# Dataset rows
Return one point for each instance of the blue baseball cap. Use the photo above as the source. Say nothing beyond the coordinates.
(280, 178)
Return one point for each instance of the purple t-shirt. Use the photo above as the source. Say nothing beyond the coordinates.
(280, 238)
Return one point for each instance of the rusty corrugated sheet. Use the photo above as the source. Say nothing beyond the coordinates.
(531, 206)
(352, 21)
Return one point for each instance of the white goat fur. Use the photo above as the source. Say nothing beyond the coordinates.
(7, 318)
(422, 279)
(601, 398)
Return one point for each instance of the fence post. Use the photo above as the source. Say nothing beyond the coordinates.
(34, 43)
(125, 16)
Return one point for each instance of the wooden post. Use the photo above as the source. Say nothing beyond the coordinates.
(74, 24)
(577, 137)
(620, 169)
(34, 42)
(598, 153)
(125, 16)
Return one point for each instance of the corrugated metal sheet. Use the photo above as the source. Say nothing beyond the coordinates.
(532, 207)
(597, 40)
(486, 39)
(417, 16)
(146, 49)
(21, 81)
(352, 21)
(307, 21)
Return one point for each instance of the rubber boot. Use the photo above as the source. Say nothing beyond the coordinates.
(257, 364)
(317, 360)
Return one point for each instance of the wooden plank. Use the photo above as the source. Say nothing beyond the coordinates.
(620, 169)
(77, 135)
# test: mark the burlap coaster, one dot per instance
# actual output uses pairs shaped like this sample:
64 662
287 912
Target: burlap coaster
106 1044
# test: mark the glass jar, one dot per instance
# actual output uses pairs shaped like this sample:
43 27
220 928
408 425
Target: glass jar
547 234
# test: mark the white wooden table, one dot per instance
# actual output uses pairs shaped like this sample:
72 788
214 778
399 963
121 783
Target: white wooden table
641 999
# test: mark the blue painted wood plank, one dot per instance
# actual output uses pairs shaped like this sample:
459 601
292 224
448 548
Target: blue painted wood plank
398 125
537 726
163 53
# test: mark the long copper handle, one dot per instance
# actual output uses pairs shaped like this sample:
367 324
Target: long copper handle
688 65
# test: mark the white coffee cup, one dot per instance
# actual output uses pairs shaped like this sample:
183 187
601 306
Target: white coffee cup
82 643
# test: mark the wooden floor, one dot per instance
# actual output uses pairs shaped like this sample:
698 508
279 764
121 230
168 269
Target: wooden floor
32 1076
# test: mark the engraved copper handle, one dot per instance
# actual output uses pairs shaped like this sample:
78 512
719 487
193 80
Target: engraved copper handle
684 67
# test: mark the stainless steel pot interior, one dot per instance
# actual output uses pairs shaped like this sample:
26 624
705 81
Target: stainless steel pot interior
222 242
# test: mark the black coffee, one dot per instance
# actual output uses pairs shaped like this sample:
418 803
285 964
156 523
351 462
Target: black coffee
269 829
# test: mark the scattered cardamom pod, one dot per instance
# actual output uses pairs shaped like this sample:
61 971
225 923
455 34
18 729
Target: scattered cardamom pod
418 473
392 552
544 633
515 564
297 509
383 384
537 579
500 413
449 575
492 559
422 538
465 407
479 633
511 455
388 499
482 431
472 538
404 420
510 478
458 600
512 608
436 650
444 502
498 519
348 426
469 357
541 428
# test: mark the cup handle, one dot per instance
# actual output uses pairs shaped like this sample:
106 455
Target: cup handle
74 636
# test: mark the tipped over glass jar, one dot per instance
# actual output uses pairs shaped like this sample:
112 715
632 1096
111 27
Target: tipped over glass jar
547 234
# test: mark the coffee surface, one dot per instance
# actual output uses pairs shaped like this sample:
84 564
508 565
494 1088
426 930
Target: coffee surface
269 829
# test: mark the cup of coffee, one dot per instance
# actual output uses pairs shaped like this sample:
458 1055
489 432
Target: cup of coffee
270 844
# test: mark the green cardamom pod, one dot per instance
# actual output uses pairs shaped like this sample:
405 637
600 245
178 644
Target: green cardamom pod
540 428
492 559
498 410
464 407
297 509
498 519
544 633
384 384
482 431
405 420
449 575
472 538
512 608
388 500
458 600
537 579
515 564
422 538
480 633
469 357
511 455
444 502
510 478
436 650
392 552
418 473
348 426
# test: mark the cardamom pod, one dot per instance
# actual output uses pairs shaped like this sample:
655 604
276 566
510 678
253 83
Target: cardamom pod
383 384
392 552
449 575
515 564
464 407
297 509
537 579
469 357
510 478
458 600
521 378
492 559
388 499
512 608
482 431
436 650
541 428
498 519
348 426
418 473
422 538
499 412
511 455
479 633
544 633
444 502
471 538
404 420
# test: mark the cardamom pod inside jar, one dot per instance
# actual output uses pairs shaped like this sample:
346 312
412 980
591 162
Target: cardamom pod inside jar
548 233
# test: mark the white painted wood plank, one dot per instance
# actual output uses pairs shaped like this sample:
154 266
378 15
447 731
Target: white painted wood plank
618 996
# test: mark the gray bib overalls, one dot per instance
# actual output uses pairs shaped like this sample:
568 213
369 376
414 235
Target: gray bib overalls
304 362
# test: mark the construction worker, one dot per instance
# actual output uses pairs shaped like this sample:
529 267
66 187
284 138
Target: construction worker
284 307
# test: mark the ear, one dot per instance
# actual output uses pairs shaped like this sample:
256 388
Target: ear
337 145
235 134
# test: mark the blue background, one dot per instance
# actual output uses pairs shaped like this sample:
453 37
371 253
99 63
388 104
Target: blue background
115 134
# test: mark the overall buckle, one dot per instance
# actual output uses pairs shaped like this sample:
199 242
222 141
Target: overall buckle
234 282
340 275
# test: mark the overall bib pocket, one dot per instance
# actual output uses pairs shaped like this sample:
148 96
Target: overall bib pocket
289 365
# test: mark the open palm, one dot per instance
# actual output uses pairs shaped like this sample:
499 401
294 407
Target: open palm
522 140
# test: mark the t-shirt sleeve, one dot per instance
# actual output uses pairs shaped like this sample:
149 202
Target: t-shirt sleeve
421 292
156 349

# What this task involves
Repeat, word for word, every line from the line that contains "# test: mark the construction" to the end of the entries; include both of those lines and no others.

# Written solution
# test: mark the construction worker, one dot per instance
# actual output uses pairs shaped like this sample:
529 267
66 187
284 138
Target: construction worker
284 307
# test: mark the ear, one dot per instance
# actual output uses pairs shaped like this sample:
256 388
Target: ear
337 145
235 134
# test: mark the blue background, one dot per instance
# actual output uses pairs shaped like this sample:
453 37
371 253
99 63
388 104
Target: blue background
115 134
# test: mark the overall buckle, one dot per instance
# actual output uses pairs shaped like this sample:
199 242
222 141
Target: overall buckle
234 282
340 275
# test: mark the overall bib pocket, one dot per instance
# actual output uses pairs shaped like this sample:
148 96
Target: overall bib pocket
289 365
# test: mark the open palm, one dot per instance
# actual output uses pairs shaped like this sample:
499 401
294 407
Target: open palm
522 140
# test: mark the t-shirt sleeve, one dot per instance
# actual output uses pairs shaped like this sample:
149 202
Target: t-shirt sleeve
421 292
156 349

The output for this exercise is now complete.